- [Exercise instructions]
1. In the passage on unavailable prison grievance remedies, which case held that remedies were unavailable when a prison failed to timely respond to a grievance?
2. Please summarize the passage on unavailable prison grievance remedies in two sentences.
3. Pick up the passage on unavailable prison grievance remedies at the point where it stops, and continue writing it.

Third, administrative remedies are unavailable “when prison administrators thwart inmates from taking advantage of a grievance process through machination, misrepresentation, or intimidation.” Ross, 578 U.S. at 644, 644 n.3 (citing Davis v. Hernandez, 798 F.3d 290, 295 (5th Cir. 2015) (“Grievance procedures are unavailable . . . if the correctional facility's staff misled the inmate as to the existence or rules of the grievance process so as to cause the inmate to fail to exhaust such process” (emphasis deleted); Schultz v. Pugh, 728 F.3d 619, 620 (7th Cir. 2013) (“A remedy is not available, therefore, to a prisoner prevented by threats or other intimidation by prison personnel from seeking an administrative remedy”); Pavey v. Conley, 663 F.3d 899, 906 (7th Cir. 2011) (“[I]f prison officials misled [a prisoner] into thinking that . . . he had done all he needed to initiate the grievance process,” then “[a]n administrative remedy is not ‘available'”); Tuckel v. Grover, 660 F.3d 1249, 1252-1253 (10th Cir. 2011) (“[W]hen a prison official inhibits an inmate from utilizing an administrative process through threats or intimidation, that process can no longer be said to be ‘available'”); Goebert, 510 F.3d at 1323 (If a prison “play[s] hide-and-seek with administrative remedies,” then they are not “available”)); see also Robinson v. Superintendent Rockview SCI, 831 F.3d 148, 154 (3d Cir. 2016) (holding that administrative remedies were unavailable to a prisoner when the prison failed to timely respond to the prisoner's “grievance and then repeatedly ignored his follow-up requests for a decision on his claim”).

- [Data shown]
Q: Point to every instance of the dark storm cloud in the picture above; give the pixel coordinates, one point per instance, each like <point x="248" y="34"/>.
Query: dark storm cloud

- [Answer section]
1. Robinson v. Superintendent Rockview SCI, 831 F.3d 148 (3d Cir. 2016).

2. Under Ross, administrative remedies are unavailable when prison administrators thwart inmates from using a grievance process through machination, misrepresentation, or intimidation, and appellate decisions it cites apply this where staff mislead prisoners, threaten them, or play hide-and-seek with remedies. The Third Circuit likewise held remedies unavailable when a prison failed to timely respond to a grievance and then repeatedly ignored the prisoner's follow-up requests for a decision.

3.
A. The Regional Office's Failure to Timely Respond to Ford's Resubmitted BP-10.

Here, the parties disagree over whether the Regional Office's lack of a response within 30 days to Ford's Resubmitted BP-10 excused him from pursuing any further administrative appeals. In support of his contention that it does, Ford cites to Shifflett v. Korszniak, 934 F.3d 356 (3d Cir. 2019). In that case, which involved a prisoner in the Pennsylvania prison system, the United State Court of Appeals for the Third Circuit concluded that administrative remedies were unavailable to Shifflett when prison officials failed to respond to his administrative appeal in a timely manner. Id. at 366. In so concluding the court noted that the applicable “procedural requirements are drawn from the policies of the prison in question,” and in that case they “look[ed] to the grievance policy at SCI Graterford to determine whether Shifflett has properly exhausted his remedies as required by the PLRA.” Id. at 364. But the court used broad language when phrasing its holding: “[W]e hold that as soon as a prison fails to respond to a properly submitted grievance or appeal within the time limits prescribed by its own policies, it has made its administrative remedies unavailable and the prisoner has fully discharged the PLRA's exhaustion requirement.” Id. at 365. Ford relies on that holding in arguing that because the Regional Office failed to respond in a timely manner to his Resubmitted BP-10, he was not required to pursue any further appeals.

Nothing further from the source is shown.